* [PROBLEM]:
Go through the listing below and return every line exactly.

* [RECORDS TO USE]:
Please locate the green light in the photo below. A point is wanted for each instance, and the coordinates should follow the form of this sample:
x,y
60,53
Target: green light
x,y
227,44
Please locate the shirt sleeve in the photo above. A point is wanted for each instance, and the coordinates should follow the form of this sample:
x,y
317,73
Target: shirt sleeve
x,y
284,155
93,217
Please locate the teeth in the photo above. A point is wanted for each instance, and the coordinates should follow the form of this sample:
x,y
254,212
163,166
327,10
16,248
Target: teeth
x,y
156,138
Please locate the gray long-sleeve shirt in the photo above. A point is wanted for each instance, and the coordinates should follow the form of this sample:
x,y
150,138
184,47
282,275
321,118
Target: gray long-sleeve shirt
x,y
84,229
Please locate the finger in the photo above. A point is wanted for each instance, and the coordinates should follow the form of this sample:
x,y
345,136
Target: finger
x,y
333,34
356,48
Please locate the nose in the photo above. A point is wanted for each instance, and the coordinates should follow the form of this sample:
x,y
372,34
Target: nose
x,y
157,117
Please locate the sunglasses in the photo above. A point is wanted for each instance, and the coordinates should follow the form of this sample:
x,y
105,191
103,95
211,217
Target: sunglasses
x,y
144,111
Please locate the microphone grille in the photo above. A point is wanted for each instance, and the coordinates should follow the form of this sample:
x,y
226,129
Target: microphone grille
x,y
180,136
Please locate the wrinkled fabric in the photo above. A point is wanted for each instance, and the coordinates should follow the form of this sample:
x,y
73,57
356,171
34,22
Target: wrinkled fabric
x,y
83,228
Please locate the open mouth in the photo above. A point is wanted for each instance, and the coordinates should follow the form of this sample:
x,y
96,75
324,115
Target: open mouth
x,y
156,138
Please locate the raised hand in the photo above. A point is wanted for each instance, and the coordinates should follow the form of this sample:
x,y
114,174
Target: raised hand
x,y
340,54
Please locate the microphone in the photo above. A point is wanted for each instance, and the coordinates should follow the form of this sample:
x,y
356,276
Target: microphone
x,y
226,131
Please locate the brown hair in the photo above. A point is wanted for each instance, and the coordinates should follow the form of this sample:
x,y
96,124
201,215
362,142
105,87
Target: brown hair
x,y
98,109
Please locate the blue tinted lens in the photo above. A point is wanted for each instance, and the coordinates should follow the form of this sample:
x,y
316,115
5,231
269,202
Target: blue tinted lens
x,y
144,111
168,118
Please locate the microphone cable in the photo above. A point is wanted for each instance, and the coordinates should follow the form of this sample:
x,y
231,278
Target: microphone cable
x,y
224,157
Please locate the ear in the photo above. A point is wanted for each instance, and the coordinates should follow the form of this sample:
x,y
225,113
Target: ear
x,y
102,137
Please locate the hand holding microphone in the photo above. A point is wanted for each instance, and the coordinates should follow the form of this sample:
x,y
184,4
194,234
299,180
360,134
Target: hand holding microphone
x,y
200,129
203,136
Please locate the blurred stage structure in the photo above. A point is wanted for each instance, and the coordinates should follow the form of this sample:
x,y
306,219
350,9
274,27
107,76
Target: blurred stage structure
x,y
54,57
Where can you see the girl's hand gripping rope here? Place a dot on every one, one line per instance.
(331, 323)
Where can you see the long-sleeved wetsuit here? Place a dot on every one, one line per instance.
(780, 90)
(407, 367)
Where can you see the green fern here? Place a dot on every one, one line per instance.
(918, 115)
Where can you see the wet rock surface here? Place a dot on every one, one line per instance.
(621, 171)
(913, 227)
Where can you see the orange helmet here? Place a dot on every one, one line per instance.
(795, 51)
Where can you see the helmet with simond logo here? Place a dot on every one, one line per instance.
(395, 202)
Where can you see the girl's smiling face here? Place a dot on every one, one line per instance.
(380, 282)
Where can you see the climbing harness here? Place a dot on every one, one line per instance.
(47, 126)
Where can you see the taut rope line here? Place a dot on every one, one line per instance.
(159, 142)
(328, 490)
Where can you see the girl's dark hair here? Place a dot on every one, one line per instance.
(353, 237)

* [ANSWER BOX]:
Please locate the green light in the photo below. A point is wanted for each instance, and the coordinates should follow the form of this sample:
x,y
60,53
Target: green light
x,y
227,44
Please locate the shirt sleeve in the photo above. A point is wanted for each instance, and the coordinates should follow the form of this sample:
x,y
317,73
Target: shirt sleeve
x,y
284,155
93,217
Please locate the teeth in the photo above. A point is wanted for each instance, and the coordinates should follow the form of this sample:
x,y
254,212
163,166
327,10
16,248
Target: teeth
x,y
156,138
Please locate the gray long-sleeve shirt in the photo above. A point is wanted for each instance, and the coordinates should follow the form of this sample:
x,y
150,138
184,47
282,275
321,118
Target: gray long-sleeve shirt
x,y
84,229
Please locate the finger in the photo above. A point is wanted for each instance, and the coordinates should follow the form of this sample:
x,y
345,136
Target: finger
x,y
333,34
356,48
Please locate the nose in the photo above. A point is wanted for each instance, and the coordinates should follow the form of this sample:
x,y
372,34
Target: nose
x,y
157,117
Please locate the sunglasses in the photo above. A point is wanted for each instance, and the coordinates should follow the form of this sample:
x,y
105,191
103,95
211,217
Target: sunglasses
x,y
144,111
Please locate the microphone grille in the photo above. A point is wanted for each instance, and the coordinates should follow the form of this sample:
x,y
226,129
Target: microphone grille
x,y
180,136
Please locate the wrinkled fabric in the photo above. A point is wanted for each instance, and the coordinates should follow the form of this sample:
x,y
73,57
356,171
34,22
Target: wrinkled fabric
x,y
83,228
Please locate the open mouth in the photo above. A point is wanted for each instance, and the coordinates should follow the form of this sample:
x,y
96,75
324,115
Target: open mouth
x,y
156,138
Please locate the raised hand in the photo above. A point is wanted for each instance, and the coordinates should follow the form of this sample:
x,y
114,174
Target: raised hand
x,y
340,54
Please locate the microphone in the photo above. A point is wanted for each instance, and the coordinates should follow the form of this sample:
x,y
356,276
Target: microphone
x,y
226,131
Please locate the brown hair in the photo above. A point is wanted for each instance, and the coordinates should follow the form of this sample:
x,y
96,124
201,215
362,142
105,87
Target: brown hair
x,y
98,109
Please locate the blue tinted lens in the photo above. A point is wanted for each instance, and the coordinates should follow the form of this sample:
x,y
316,115
5,231
269,202
Target: blue tinted lens
x,y
144,111
168,118
Please locate the microphone cable in the photo above. A point is wanted for each instance, and the coordinates should follow the form of this sample:
x,y
231,278
Target: microphone cable
x,y
224,157
Please locate the ear in the photo above. A point is wanted for each instance, and the coordinates should follow the form of this sample:
x,y
225,113
Target: ear
x,y
102,137
Please locate the hand holding microphone in the photo above. A point is wanted for each instance, and the coordinates should follow the form of this sample:
x,y
184,4
194,234
299,180
360,134
Target: hand holding microphone
x,y
200,129
203,136
Please locate the blurred stage structure in the photo above. A point is wanted for each instance, and the coordinates should follow the form of this sample:
x,y
306,219
350,9
274,27
107,76
Target: blurred stage structure
x,y
54,57
Where can you see the girl's hand gripping rope here? Place a dot on every one, one line per instance.
(331, 323)
Where can you see the long-sleeved wetsuit here? Place a dot on every one, one line per instance.
(780, 90)
(407, 367)
Where can you see the green fern here? Place a dot on every one, one line per instance.
(918, 115)
Where can you see the wet rock surface here? Place a dot on every one, one line per instance.
(621, 171)
(913, 227)
Where can you see the orange helmet here? Place a dot on every one, one line per instance.
(795, 51)
Where can you see the helmet with simond logo here? Place a dot on every one, one line per instance.
(395, 202)
Where can you see the girl's smiling face here? Place a dot on every one, one line per instance.
(380, 282)
Where can you see the climbing harness here? Place a dot on every one, one line per instance.
(47, 126)
Where can you see the taut rope line here? Place a dot on every one, one line per instance.
(159, 142)
(328, 490)
Where can you see the girl's dark hair here? Place a dot on every one, one line per instance.
(353, 237)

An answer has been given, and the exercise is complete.